[Work task]
Output the entries underneath exactly as they are.

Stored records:
====

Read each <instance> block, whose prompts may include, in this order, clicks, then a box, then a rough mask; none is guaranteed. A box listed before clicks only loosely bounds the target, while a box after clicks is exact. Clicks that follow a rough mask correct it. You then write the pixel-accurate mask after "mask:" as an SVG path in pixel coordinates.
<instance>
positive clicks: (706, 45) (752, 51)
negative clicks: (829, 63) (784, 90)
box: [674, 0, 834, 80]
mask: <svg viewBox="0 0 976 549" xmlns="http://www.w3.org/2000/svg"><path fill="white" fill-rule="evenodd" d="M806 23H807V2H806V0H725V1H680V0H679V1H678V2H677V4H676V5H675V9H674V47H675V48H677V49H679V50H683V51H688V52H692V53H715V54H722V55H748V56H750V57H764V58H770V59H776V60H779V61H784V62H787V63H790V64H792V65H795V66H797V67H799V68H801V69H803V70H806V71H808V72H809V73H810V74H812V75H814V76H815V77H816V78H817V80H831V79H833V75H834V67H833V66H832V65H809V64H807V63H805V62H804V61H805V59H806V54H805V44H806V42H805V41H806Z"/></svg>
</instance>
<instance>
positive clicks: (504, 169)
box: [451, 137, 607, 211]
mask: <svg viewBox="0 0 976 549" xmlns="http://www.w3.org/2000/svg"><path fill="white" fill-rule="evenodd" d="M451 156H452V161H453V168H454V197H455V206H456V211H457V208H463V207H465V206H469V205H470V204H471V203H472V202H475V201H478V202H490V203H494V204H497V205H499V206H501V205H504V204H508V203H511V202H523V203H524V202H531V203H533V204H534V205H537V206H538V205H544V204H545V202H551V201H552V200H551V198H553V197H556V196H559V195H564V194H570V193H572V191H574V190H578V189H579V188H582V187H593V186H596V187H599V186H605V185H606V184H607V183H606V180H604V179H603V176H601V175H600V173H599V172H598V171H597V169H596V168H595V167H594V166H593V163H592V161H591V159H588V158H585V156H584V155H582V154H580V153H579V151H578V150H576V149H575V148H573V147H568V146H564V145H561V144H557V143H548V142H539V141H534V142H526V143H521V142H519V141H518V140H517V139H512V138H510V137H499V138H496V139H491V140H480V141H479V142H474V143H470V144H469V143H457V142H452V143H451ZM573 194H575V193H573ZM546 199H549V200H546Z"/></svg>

====

[Solution to this task]
Read each <instance> block, whose prompts may include, in this order, clicks, then a box, then a rough mask; none is guaranteed. A box listed before clicks only loosely bounds the target, while a box after clicks is exact. Clicks that follow a rough mask correct it. You then write the pixel-accurate mask after "mask:" as an SVG path in pixel coordinates.
<instance>
positive clicks: (706, 45) (752, 51)
negative clicks: (829, 63) (784, 90)
box: [674, 0, 834, 80]
mask: <svg viewBox="0 0 976 549" xmlns="http://www.w3.org/2000/svg"><path fill="white" fill-rule="evenodd" d="M806 23H807V2H806V0H725V1H680V0H679V1H678V2H677V4H676V5H675V9H674V47H675V48H677V49H679V50H683V51H688V52H692V53H715V54H722V55H748V56H750V57H764V58H770V59H776V60H779V61H784V62H787V63H790V64H792V65H795V66H797V67H799V68H801V69H803V70H806V71H808V72H809V73H810V74H812V75H814V76H815V77H816V78H817V80H831V79H833V75H834V67H833V66H832V65H809V64H807V63H805V62H804V61H805V59H806V54H805V44H806V42H805V41H806Z"/></svg>
</instance>
<instance>
positive clicks: (504, 169)
box: [451, 137, 607, 211]
mask: <svg viewBox="0 0 976 549" xmlns="http://www.w3.org/2000/svg"><path fill="white" fill-rule="evenodd" d="M451 156H452V161H453V168H454V197H455V206H456V211H457V208H463V207H465V206H469V205H470V204H471V203H472V202H475V201H478V202H490V203H494V204H497V205H499V206H501V205H504V204H508V203H511V202H523V203H524V202H531V203H533V204H534V205H537V206H538V205H544V204H545V202H551V201H552V200H551V198H553V197H556V196H559V195H564V194H570V193H572V191H574V190H578V189H579V188H582V187H593V186H596V187H599V186H605V185H606V184H607V183H606V180H604V179H603V176H601V175H600V173H599V172H598V171H597V169H596V168H595V167H594V166H593V163H592V161H591V159H588V158H585V156H584V155H582V154H580V153H579V151H578V150H576V149H575V148H573V147H568V146H564V145H561V144H557V143H548V142H539V141H534V142H526V143H521V142H519V141H518V140H517V139H512V138H510V137H499V138H496V139H491V140H480V141H479V142H474V143H470V144H469V143H457V142H452V143H451ZM573 194H575V193H573ZM546 199H549V200H546Z"/></svg>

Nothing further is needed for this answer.